TEXT SEGMENT
--------------------

Memory per node is important to keep in mind because it is one of the main factors that dictate which node(s) a job is placed on. A job that requires less than 54GB of memory per node can be placed on any of the 800+ nodes on Ada. Whereas a job requiring more than 54GB of memory per node has only 26 nodes that it can be placed on.

Examples

Below you will find examples of the above specifications as well as calculations to find the memory per node and number of nodes. Memory Example 1:

#BSUB -n 1                   #Request 1 core
#BSUB -R "span[ptile=1]"     #Request 1 core per node.
#BSUB -R "rusage[mem=5000]"  #Request 5000MB per core for the job
#BSUB -M 5000                #Set the per process enforceable memory limit to 5000MB.

--------------------

LISTED ENTRIES

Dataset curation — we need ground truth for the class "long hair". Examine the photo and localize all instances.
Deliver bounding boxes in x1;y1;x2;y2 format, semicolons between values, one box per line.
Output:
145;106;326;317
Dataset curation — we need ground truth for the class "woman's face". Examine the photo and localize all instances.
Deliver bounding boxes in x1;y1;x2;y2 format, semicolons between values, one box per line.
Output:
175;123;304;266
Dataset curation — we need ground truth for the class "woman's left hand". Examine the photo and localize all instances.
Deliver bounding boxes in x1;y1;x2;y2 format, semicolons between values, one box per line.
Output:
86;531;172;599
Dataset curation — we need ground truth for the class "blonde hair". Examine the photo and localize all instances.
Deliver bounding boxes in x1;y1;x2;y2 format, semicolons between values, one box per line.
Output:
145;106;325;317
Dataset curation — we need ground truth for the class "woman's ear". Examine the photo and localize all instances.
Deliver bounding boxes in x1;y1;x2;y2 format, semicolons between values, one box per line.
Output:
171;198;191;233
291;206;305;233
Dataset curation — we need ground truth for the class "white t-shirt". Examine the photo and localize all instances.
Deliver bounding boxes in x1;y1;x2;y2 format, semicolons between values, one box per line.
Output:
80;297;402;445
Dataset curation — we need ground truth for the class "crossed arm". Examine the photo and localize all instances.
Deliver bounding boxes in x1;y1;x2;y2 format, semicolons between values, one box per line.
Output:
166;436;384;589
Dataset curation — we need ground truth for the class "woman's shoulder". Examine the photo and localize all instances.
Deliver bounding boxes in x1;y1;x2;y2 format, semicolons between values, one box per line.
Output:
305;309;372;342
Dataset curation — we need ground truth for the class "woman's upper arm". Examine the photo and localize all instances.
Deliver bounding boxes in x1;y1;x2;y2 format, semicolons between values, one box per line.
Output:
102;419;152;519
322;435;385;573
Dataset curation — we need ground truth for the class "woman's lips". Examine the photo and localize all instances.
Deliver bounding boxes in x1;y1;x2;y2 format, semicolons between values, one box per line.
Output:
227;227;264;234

--------------------

EXERCISE DETAILS
Please carry on the text about memory per node on Ada, starting right after its last line.

RESPONSE TO THIS EXERCISE
This results in:

1 Core / 1 Core per Node = 1 Node
5000MB per core * 1 Core per Node = 5000MB per Node

Memory Example 2:

#BSUB -n 10                  #Request 10 cores
#BSUB -R "span[ptile=10]"    #Request 10 cores per node.
#BSUB -R "rusage[mem=10000]"  #Request 10000MB per core for the job
#BSUB -M 10000                #Set the per process enforceable memory limit to 5000MB.

This results in:

10 Cores / 10s Core per Node = 1 Node
~10GB per core * 10 Core per Node = ~100GB per Node

Note: This is an example of a job that would require one of the 26 256GB nodes to run.

Memory Example 3:

#BSUB -n 20                  #Request 10 cores
#BSUB -R "span[ptile=10]"    #Request 10 cores per node.
#BSUB -R "rusage[mem=10000]"  #Request 10000MB per core for the job
#BSUB -M 10000                #Set the per process enforceable memory limit to 5000MB.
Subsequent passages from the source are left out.